:: Data excerpts
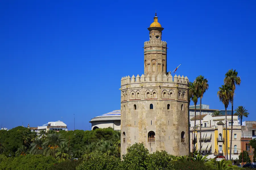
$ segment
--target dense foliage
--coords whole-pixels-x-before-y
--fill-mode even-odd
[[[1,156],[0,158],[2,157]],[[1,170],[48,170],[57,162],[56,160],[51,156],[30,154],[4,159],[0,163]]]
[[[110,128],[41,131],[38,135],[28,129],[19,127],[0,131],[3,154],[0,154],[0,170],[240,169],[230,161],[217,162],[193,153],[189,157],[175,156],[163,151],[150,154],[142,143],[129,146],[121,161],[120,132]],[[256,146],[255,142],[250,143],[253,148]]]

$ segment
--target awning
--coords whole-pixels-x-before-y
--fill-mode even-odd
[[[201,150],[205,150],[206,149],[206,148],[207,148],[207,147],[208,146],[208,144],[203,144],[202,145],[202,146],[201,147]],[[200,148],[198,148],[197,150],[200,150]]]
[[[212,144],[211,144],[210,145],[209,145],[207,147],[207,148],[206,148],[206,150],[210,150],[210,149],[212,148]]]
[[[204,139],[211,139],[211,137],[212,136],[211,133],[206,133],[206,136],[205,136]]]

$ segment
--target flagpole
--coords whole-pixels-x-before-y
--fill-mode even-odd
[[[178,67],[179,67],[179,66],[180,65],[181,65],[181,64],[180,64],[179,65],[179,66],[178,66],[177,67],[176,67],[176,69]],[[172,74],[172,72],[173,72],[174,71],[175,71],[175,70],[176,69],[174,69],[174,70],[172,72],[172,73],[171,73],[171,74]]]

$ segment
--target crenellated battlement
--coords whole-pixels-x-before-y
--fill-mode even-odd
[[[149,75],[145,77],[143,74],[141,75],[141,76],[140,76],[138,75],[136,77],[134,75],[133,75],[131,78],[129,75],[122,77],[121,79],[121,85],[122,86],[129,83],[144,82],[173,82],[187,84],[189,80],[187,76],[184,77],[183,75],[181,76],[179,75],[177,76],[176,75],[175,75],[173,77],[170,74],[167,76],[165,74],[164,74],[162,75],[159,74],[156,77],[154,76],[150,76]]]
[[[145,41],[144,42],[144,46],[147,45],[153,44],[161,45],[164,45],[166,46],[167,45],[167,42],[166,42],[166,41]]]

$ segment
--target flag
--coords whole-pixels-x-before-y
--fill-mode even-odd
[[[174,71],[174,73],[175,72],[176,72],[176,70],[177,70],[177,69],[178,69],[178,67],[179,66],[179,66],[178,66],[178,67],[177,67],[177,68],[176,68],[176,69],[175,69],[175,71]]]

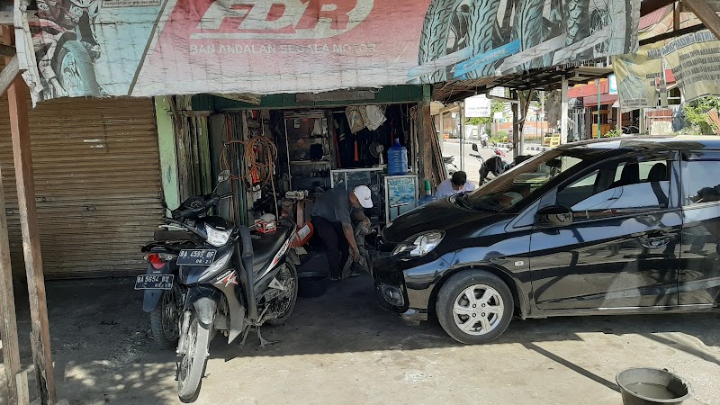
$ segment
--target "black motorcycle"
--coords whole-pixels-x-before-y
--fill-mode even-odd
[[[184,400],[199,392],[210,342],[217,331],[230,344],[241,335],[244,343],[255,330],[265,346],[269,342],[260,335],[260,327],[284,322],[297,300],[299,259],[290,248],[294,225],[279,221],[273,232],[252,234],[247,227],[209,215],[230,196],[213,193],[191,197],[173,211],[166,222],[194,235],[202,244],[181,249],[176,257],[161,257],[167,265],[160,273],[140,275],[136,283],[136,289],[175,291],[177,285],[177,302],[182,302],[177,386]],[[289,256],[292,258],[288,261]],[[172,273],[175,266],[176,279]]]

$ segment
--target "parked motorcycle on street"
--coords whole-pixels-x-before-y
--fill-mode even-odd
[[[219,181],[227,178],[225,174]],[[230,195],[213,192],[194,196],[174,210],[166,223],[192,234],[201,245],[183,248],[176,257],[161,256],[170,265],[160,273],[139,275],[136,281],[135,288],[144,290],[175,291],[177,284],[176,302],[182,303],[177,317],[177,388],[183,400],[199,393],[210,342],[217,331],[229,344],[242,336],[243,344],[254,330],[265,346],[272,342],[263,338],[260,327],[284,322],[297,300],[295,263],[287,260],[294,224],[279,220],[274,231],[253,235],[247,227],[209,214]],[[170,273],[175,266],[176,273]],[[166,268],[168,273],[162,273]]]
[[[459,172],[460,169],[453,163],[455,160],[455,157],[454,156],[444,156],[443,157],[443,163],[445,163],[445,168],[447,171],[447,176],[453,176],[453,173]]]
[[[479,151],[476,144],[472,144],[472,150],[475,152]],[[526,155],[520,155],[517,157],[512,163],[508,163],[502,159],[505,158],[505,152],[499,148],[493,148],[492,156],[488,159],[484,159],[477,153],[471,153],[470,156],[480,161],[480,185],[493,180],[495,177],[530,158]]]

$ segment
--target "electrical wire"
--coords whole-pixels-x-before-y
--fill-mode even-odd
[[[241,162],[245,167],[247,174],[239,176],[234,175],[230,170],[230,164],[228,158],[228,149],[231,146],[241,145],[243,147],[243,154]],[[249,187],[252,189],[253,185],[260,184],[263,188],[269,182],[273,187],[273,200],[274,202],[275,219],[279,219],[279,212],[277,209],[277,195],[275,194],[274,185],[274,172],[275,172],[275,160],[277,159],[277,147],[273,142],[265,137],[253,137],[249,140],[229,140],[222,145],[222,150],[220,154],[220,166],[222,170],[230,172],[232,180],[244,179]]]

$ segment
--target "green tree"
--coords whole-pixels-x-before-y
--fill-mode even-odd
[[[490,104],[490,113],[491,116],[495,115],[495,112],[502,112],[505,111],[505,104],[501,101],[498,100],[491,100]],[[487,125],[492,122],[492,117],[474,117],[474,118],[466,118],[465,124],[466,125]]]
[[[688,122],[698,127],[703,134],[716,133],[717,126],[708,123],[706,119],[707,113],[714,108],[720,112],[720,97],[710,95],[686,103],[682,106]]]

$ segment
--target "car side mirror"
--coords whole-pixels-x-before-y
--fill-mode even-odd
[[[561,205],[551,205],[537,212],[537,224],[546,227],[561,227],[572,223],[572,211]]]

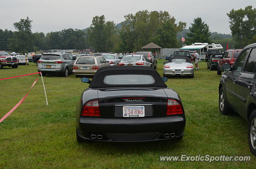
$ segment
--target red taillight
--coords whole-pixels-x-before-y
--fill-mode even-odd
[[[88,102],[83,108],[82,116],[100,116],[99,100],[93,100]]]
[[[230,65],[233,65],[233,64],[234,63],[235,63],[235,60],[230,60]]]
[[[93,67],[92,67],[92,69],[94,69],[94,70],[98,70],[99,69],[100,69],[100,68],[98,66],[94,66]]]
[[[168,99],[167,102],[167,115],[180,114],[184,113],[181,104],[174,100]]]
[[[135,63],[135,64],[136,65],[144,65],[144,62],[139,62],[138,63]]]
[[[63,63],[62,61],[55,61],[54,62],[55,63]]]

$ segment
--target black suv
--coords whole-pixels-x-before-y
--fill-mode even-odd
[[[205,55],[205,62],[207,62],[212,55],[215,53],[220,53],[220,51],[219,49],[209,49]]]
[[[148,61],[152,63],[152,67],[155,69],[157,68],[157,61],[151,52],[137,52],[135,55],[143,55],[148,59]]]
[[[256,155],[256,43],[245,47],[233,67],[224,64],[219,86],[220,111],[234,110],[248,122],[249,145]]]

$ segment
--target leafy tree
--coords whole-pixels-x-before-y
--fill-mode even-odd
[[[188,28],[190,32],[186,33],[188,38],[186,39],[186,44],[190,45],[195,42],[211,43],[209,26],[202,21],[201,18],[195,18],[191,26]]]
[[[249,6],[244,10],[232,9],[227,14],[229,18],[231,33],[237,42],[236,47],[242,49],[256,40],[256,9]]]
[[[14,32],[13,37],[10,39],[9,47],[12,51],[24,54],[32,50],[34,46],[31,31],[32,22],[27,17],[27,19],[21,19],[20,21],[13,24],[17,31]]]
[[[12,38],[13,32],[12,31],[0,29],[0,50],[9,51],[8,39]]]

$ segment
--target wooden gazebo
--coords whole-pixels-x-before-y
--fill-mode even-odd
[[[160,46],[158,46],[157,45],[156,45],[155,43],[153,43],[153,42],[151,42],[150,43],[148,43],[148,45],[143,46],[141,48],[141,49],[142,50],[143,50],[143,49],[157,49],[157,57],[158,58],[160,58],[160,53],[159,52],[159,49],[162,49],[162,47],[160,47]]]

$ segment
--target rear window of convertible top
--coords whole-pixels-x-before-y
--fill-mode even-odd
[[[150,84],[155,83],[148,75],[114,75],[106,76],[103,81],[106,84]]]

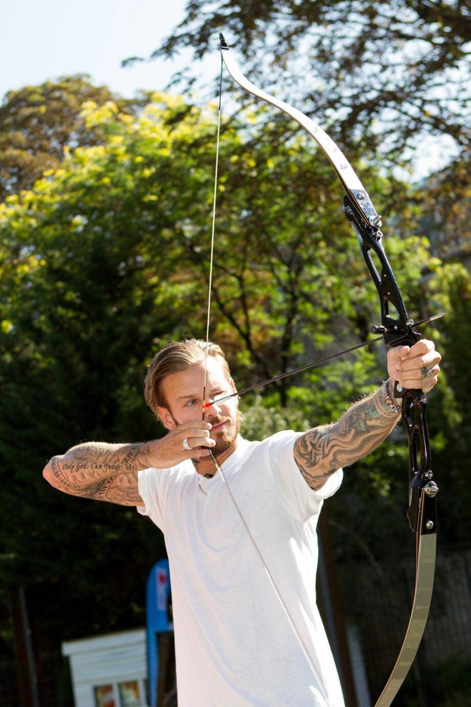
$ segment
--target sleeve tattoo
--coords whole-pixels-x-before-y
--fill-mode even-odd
::::
Task prompt >> Tally the lines in the rows above that contain the string "motorcycle" and give only the resulting number.

Exercise result >> 2